Instruction – Write out word for word the lines running from the one containing "TARGET = sooner plant farm logo" through the last line, both ends included, and leave out any pictures.

Provided records –

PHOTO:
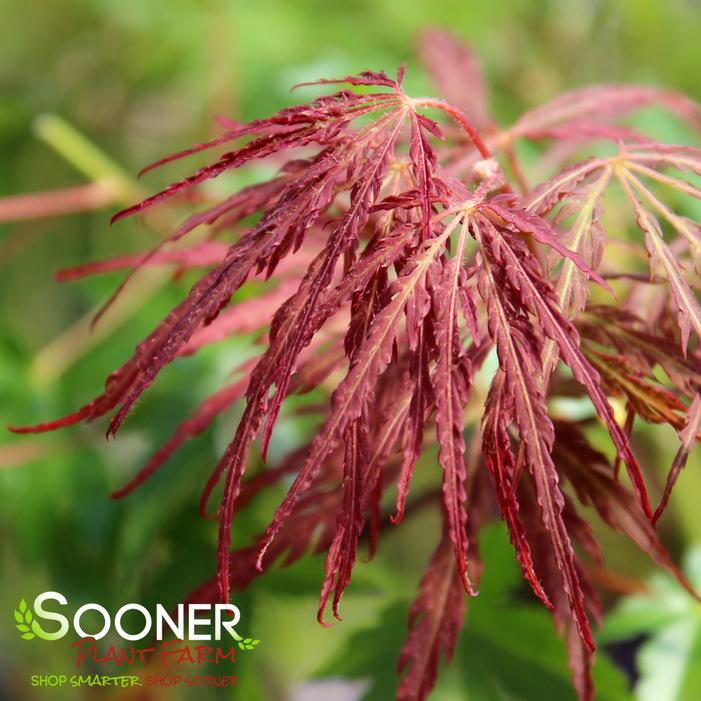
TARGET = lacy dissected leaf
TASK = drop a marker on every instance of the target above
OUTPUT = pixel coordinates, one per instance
(689, 435)
(381, 264)
(435, 619)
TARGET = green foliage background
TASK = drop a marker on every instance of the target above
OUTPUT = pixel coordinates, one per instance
(144, 78)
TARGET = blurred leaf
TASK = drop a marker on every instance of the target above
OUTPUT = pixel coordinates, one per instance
(669, 660)
(507, 650)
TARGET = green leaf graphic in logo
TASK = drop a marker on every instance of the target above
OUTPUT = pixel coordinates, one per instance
(245, 643)
(24, 618)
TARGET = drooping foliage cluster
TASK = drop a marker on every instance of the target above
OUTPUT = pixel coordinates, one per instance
(403, 255)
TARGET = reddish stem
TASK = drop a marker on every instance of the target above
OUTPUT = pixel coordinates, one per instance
(461, 119)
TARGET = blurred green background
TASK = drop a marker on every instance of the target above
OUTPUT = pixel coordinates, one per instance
(140, 79)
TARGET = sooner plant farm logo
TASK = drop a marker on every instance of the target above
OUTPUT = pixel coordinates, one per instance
(197, 622)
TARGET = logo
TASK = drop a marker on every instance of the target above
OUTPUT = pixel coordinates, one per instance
(200, 622)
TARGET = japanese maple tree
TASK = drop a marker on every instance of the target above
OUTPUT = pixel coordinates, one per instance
(405, 244)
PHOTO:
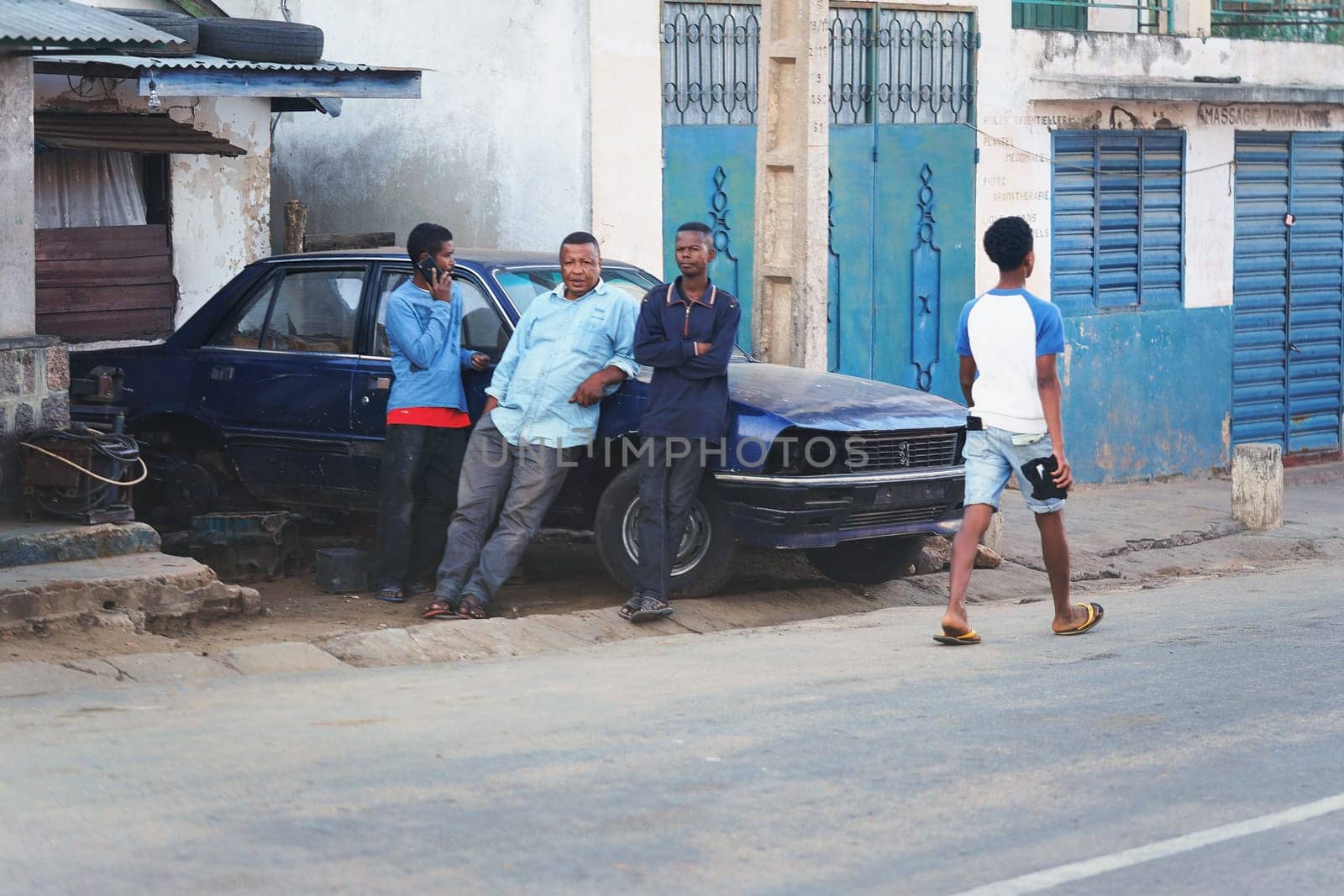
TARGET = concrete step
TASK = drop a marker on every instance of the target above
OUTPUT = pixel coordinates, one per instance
(158, 593)
(34, 543)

Exercise answer –
TARGET = sooner plant farm logo
TASK = drop a marker on every instance of the target above
OUTPUT = pixel coordinates, one per instance
(197, 622)
TARGET = logo
TASK = drop a marker on every instance of the target above
OUTPUT = pixel coordinates, one per instance
(200, 622)
TARGET = japanese maple tree
TASK = drop a marker on every instance of the target above
OUTPUT = pixel coordinates, one per instance
(405, 244)
PHOTO:
TARGET = concrete step
TASK = drop a marker on every instance of the target above
OUTPUT = pixel coordinates, one per instance
(158, 593)
(34, 543)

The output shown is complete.